Word for word, restate all of the records.

-- -- --

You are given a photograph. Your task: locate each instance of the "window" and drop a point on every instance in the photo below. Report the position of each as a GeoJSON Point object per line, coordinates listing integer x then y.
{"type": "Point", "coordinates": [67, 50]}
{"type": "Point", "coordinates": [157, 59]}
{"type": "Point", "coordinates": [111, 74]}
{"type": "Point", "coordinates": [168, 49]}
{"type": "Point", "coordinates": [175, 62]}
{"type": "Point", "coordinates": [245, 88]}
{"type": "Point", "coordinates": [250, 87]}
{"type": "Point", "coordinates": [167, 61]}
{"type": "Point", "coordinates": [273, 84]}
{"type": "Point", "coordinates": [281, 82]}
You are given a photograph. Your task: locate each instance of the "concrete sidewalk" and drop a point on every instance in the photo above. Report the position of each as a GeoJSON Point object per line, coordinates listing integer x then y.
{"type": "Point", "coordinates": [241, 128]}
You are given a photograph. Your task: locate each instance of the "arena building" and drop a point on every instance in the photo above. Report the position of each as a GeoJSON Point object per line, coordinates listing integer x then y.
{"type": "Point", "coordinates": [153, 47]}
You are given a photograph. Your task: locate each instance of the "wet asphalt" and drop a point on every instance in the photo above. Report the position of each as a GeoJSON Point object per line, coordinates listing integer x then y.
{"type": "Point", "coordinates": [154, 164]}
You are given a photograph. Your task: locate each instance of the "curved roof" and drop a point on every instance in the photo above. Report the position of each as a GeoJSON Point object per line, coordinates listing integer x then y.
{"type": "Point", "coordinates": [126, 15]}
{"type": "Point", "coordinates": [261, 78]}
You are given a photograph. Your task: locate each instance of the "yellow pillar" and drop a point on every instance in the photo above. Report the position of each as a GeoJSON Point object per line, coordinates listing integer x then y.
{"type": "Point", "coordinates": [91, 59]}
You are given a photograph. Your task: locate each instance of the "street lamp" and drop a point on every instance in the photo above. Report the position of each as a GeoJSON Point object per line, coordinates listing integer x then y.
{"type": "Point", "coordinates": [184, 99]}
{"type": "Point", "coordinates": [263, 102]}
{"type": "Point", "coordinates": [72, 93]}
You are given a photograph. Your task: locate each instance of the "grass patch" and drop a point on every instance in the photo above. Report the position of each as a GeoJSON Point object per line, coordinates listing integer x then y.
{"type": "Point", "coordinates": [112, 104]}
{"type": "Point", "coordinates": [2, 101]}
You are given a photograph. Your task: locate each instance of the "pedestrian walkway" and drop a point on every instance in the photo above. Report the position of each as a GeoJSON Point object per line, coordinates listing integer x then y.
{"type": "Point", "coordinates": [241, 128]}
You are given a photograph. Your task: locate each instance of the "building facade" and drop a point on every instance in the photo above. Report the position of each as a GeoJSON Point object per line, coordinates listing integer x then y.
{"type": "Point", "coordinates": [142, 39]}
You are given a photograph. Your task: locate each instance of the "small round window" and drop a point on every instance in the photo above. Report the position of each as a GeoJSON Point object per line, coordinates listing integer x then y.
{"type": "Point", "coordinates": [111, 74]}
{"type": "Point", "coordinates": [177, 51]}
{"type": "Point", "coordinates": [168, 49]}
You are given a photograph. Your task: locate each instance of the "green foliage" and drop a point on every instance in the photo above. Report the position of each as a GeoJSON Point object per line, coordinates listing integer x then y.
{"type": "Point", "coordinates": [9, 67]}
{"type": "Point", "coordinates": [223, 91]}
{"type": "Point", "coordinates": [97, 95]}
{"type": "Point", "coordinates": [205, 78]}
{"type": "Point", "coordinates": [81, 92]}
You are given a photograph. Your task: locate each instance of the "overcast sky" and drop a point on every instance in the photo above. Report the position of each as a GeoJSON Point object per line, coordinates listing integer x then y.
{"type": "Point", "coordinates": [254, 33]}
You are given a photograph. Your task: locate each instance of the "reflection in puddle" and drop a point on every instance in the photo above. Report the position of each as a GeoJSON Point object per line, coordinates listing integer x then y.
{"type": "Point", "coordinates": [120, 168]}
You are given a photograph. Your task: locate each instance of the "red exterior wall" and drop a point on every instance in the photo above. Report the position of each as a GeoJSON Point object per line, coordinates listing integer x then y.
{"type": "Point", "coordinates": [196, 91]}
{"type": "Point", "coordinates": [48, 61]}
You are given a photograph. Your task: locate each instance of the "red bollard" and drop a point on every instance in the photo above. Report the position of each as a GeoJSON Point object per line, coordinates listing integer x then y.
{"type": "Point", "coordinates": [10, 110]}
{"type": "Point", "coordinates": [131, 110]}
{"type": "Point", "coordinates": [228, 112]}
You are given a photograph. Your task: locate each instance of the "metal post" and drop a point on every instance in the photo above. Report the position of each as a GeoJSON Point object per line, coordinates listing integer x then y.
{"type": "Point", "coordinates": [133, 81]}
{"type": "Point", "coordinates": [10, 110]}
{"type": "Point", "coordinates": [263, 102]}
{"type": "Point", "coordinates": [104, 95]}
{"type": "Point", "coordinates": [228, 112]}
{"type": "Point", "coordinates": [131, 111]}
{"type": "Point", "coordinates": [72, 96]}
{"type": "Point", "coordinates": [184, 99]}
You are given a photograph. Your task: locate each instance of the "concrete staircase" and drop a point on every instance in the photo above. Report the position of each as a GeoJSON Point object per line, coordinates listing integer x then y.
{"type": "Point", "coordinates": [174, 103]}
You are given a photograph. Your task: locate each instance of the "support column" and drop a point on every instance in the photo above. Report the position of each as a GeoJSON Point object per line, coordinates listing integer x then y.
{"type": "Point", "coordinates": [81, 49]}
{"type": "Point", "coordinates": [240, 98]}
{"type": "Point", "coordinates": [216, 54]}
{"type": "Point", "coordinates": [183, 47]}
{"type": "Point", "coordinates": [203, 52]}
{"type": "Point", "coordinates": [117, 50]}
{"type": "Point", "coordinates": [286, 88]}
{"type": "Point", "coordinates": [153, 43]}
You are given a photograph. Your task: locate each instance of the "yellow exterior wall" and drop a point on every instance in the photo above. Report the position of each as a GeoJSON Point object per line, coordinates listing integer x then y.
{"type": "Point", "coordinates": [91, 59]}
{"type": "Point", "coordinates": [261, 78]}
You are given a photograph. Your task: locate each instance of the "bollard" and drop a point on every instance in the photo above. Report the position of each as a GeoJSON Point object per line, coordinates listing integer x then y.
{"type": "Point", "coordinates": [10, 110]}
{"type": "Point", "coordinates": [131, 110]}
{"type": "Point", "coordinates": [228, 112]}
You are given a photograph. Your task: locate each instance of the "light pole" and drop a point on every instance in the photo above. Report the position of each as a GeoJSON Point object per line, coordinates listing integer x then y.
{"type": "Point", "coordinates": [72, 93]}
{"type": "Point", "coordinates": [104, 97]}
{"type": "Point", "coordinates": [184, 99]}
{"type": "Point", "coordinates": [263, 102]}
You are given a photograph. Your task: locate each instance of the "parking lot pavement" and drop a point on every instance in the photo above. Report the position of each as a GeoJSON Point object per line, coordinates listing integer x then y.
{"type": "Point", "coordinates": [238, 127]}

-- -- --

ANSWER SPACE
You are given a photograph. Your task: locate each instance of the "window" and drop a point on every instance in the photo below. Report the position of each as a GeoJSON Point object per line, coordinates listing integer x then y.
{"type": "Point", "coordinates": [67, 50]}
{"type": "Point", "coordinates": [157, 59]}
{"type": "Point", "coordinates": [111, 74]}
{"type": "Point", "coordinates": [168, 49]}
{"type": "Point", "coordinates": [175, 62]}
{"type": "Point", "coordinates": [245, 88]}
{"type": "Point", "coordinates": [250, 87]}
{"type": "Point", "coordinates": [167, 61]}
{"type": "Point", "coordinates": [273, 84]}
{"type": "Point", "coordinates": [281, 82]}
You are given a photograph. Your task: locate each instance of the "concrete sidewalk" and drop a point on every instance in the photo above. Report the position of each as a GeoJSON Point object per line, coordinates listing integer x then y.
{"type": "Point", "coordinates": [241, 128]}
You are given a photograph. Your task: locate each instance of the "arena building" and drop a point on every instance in the photo above. Report the position of each as a GeoJSON Point object per line, coordinates listing integer x then y.
{"type": "Point", "coordinates": [153, 47]}
You are given a photograph. Your task: locate each instance of the "wet asphalt" and drop a point on every instance in the photo above. Report the position of each as a GeoJSON Point object per line, coordinates listing integer x then y.
{"type": "Point", "coordinates": [154, 164]}
You are given a photograph. Your task: locate each instance of the "curved roof" and drop a point on every instance in the photo above. Report the position of each as a GeoJSON Point object per line, coordinates listing integer x then y.
{"type": "Point", "coordinates": [126, 15]}
{"type": "Point", "coordinates": [261, 78]}
You are given a photograph. Your task: locate each instance of the "yellow pillar" and drop a point on every instance in the photo above. Report the position of each as a GeoJSON Point object per line, coordinates listing integer x then y.
{"type": "Point", "coordinates": [91, 59]}
You are given a photograph. Your task: locate each instance of the "street lamp" and drop a point on every instance in the photo above. Report the position of each as a GeoJSON Point object per line, coordinates listing integer x then y.
{"type": "Point", "coordinates": [184, 99]}
{"type": "Point", "coordinates": [263, 102]}
{"type": "Point", "coordinates": [72, 93]}
You are given a photograph. Your task: locate each instance of the "grass patch" and drop a point on every instance in the photo above. Report the position of each as a GeoJSON Point object per line, coordinates listing integer x then y.
{"type": "Point", "coordinates": [112, 104]}
{"type": "Point", "coordinates": [2, 101]}
You are given a photograph. Your task: locate each instance of the "pedestrian walkway" and drop a point on every instance in the photo above. Report the position of each as a GeoJSON Point object per line, coordinates listing integer x then y.
{"type": "Point", "coordinates": [241, 128]}
You are given a photograph. Your task: locate each instance of the "building facade" and drop a point on every instance in the photo above. Report the position of each as a GeoJSON Point object per line, coordinates listing integer x then y.
{"type": "Point", "coordinates": [142, 39]}
You are given a photograph. Your task: locate each instance of the "small round window" and drop a point on every instance in the photo above. Report the position of each as a GeoJSON Point object per line, coordinates listing integer x then y.
{"type": "Point", "coordinates": [111, 74]}
{"type": "Point", "coordinates": [177, 51]}
{"type": "Point", "coordinates": [168, 49]}
You are given a photograph. Your task: locate each instance of the "green foliage" and drop a point on every instance in the photo above. Report the position of each as a GeoJSON Point object per line, coordinates listing integer x then y.
{"type": "Point", "coordinates": [9, 67]}
{"type": "Point", "coordinates": [223, 91]}
{"type": "Point", "coordinates": [97, 95]}
{"type": "Point", "coordinates": [205, 78]}
{"type": "Point", "coordinates": [81, 92]}
You are given a photograph. Your task: locate each instance of the "overcast sky" and drop a point on every instance in the photo above. Report the position of each as a GeoJSON Point object per line, coordinates listing integer x then y.
{"type": "Point", "coordinates": [254, 33]}
You are given a photograph. Your task: locate each instance of the "reflection in puddle" and drop a point on every instance in the photo above. Report the position of each as a GeoJSON Point object per line, coordinates listing integer x then y.
{"type": "Point", "coordinates": [120, 168]}
You are given a photograph. Your task: locate each instance of the "red exterior wall" and drop a point on every instance in the photo above. Report the position of each as a GeoJSON Point object per line, coordinates listing integer x then y.
{"type": "Point", "coordinates": [196, 91]}
{"type": "Point", "coordinates": [48, 61]}
You are given a photograph. Your task: locate each instance of the "red bollard" and drop a point on every instance in the photo above. Report the position of each as a GeoJSON Point object per line, coordinates listing integer x then y.
{"type": "Point", "coordinates": [10, 110]}
{"type": "Point", "coordinates": [131, 110]}
{"type": "Point", "coordinates": [228, 112]}
You are given a photograph. Your task: locate each instance of the "metal post" and drop a point on every instance in the photo above. Report the position of each as a GeoJSON Point object per line, coordinates listing integer x then y.
{"type": "Point", "coordinates": [133, 81]}
{"type": "Point", "coordinates": [10, 110]}
{"type": "Point", "coordinates": [263, 102]}
{"type": "Point", "coordinates": [104, 95]}
{"type": "Point", "coordinates": [228, 112]}
{"type": "Point", "coordinates": [131, 111]}
{"type": "Point", "coordinates": [72, 96]}
{"type": "Point", "coordinates": [184, 99]}
You are given a photograph. Your task: locate each instance of the "concrete staircase" and drop a point on every instance in the photo above. Report the position of each as a GeoJSON Point object per line, coordinates listing integer x then y.
{"type": "Point", "coordinates": [174, 103]}
You are given a photograph. Your task: locate each instance of the "support column" and drop a point on every instance in the photo above. Report the position of each as a GeoJSON Point object per line, coordinates listing integer x then y.
{"type": "Point", "coordinates": [81, 49]}
{"type": "Point", "coordinates": [240, 98]}
{"type": "Point", "coordinates": [216, 54]}
{"type": "Point", "coordinates": [183, 47]}
{"type": "Point", "coordinates": [203, 52]}
{"type": "Point", "coordinates": [117, 50]}
{"type": "Point", "coordinates": [286, 88]}
{"type": "Point", "coordinates": [153, 43]}
You are given a photograph. Your task: locate each instance of the "yellow exterior wall" and drop a point on every instance in the photo above. Report the position of each as a GeoJSON Point object per line, coordinates listing integer x then y.
{"type": "Point", "coordinates": [91, 59]}
{"type": "Point", "coordinates": [261, 78]}
You are given a photograph. Your task: locate each instance of the "bollard" and drop a point on every instance in the photo above. Report the position of each as a GeoJSON Point object per line, coordinates listing integer x then y.
{"type": "Point", "coordinates": [10, 110]}
{"type": "Point", "coordinates": [131, 110]}
{"type": "Point", "coordinates": [228, 112]}
You are given a photograph. Your task: locate each instance of the "light pole" and drop a point on every instance in the photo above. Report the position of each as a GeoJSON Point object per line, coordinates listing integer x then y.
{"type": "Point", "coordinates": [72, 93]}
{"type": "Point", "coordinates": [104, 97]}
{"type": "Point", "coordinates": [184, 99]}
{"type": "Point", "coordinates": [263, 102]}
You are given a photograph. Your task: locate each instance of the "parking lot pavement" and drop a point on every instance in the photo above. Report the position of each as a GeoJSON Point object per line, coordinates listing integer x then y.
{"type": "Point", "coordinates": [238, 127]}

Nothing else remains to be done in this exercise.